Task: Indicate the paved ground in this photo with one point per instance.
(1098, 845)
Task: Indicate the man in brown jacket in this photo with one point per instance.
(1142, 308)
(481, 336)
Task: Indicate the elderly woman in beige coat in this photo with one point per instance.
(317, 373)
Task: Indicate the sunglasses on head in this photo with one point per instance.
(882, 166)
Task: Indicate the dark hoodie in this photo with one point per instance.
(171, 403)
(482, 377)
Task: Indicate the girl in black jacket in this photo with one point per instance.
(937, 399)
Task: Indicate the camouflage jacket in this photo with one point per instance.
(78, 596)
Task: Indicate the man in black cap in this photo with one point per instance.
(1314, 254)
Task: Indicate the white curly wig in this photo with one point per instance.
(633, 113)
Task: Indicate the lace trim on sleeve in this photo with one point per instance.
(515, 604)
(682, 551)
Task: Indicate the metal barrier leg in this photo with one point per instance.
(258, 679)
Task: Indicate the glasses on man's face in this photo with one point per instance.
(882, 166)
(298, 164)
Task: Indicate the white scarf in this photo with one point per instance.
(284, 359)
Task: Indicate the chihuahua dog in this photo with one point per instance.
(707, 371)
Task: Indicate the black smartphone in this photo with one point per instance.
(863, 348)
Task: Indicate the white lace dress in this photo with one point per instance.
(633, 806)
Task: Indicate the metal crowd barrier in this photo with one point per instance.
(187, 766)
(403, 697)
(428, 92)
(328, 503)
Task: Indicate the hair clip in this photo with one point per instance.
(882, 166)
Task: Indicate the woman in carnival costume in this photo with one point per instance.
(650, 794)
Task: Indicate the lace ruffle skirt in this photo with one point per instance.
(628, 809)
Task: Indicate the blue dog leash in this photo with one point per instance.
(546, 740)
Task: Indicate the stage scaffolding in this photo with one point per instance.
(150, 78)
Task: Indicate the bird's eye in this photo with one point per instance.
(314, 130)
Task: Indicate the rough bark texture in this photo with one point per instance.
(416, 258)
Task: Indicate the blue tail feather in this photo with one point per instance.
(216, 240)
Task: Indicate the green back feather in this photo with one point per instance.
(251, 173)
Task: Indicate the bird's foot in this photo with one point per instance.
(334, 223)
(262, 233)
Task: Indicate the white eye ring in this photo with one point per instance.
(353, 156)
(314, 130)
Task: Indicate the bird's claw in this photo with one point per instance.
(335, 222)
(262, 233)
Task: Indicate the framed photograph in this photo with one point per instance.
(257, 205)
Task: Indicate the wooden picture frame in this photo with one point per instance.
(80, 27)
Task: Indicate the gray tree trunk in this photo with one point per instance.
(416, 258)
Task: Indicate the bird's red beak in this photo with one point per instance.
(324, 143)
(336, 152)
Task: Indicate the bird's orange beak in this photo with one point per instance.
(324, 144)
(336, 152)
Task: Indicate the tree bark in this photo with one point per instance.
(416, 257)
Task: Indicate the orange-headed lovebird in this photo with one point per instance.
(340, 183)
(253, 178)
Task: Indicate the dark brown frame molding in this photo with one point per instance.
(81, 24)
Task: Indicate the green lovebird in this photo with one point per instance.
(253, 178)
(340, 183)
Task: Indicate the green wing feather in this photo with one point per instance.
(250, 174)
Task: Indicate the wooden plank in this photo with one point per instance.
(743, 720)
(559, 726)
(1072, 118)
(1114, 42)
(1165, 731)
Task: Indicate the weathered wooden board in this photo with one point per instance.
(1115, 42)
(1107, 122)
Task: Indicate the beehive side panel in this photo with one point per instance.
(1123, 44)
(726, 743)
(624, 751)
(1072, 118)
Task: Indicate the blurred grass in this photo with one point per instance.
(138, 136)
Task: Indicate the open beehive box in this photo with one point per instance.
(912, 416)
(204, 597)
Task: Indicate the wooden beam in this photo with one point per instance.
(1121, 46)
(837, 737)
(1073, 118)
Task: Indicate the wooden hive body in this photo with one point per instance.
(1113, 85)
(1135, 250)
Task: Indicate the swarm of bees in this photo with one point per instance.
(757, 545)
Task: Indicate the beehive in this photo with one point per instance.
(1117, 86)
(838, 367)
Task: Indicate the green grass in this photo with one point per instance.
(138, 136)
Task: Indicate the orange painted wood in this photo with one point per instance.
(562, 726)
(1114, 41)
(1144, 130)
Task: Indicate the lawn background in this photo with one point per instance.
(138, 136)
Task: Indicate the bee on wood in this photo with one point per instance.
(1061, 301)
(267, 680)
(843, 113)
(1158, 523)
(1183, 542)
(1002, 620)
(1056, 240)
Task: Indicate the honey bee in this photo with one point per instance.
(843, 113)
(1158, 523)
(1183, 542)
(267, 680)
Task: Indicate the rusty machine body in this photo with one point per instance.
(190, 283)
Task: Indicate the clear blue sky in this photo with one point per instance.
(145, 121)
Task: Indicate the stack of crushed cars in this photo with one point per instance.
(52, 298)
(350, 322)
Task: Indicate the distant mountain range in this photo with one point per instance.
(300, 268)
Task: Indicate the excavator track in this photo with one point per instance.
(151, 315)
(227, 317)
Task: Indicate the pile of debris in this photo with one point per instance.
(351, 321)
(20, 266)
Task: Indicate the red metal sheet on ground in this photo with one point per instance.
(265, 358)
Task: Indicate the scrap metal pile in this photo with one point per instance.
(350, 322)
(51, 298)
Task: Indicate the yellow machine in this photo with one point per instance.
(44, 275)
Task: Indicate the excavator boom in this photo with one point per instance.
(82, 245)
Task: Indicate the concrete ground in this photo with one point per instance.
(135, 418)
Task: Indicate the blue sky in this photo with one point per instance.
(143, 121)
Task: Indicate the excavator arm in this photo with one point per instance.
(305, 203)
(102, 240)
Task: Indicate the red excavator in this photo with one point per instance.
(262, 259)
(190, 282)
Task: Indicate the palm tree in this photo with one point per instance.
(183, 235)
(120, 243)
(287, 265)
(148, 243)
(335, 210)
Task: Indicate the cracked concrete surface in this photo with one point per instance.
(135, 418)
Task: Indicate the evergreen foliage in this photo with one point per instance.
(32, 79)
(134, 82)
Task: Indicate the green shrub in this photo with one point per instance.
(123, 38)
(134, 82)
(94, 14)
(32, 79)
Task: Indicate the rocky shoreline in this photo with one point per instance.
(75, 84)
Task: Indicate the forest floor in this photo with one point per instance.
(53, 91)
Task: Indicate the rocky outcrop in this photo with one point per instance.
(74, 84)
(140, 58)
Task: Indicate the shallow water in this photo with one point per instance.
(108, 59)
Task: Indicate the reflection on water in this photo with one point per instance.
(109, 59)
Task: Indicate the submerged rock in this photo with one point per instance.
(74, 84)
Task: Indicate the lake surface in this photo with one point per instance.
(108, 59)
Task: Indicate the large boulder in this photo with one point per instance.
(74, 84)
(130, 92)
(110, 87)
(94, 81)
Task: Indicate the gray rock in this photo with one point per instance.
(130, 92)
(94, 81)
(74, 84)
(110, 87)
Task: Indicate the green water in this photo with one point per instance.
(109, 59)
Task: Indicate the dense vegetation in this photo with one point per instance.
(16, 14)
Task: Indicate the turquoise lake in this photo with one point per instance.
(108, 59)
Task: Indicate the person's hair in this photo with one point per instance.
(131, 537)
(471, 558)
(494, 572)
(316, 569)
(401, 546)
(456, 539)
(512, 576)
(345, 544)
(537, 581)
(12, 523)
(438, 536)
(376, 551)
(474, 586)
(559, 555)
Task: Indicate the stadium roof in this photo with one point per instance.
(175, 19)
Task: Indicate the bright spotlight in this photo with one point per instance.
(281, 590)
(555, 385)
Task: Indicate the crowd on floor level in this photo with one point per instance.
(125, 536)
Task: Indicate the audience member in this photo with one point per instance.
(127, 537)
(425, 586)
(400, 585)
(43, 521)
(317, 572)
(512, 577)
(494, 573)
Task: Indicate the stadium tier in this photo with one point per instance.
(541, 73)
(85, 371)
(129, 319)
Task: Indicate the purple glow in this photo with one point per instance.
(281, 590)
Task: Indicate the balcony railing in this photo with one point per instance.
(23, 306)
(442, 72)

——————————

▶ **Stated exercise**
Can you copy out verbatim the lines of the material above, from the line containing "Task: Indicate the audience" through the last line of the material?

▶ **Output for this task**
Task: Indicate the audience member in this photo with one point per instance.
(127, 537)
(425, 586)
(400, 585)
(43, 521)
(317, 572)
(512, 577)
(494, 573)
Task: Indicate the stadium tier in this photo with one point per instance.
(541, 73)
(85, 371)
(129, 319)
Task: Indicate the purple glow in this photo with one point per instance.
(281, 590)
Task: Indicate the balcony railing in this photo with one point per instance.
(23, 306)
(442, 72)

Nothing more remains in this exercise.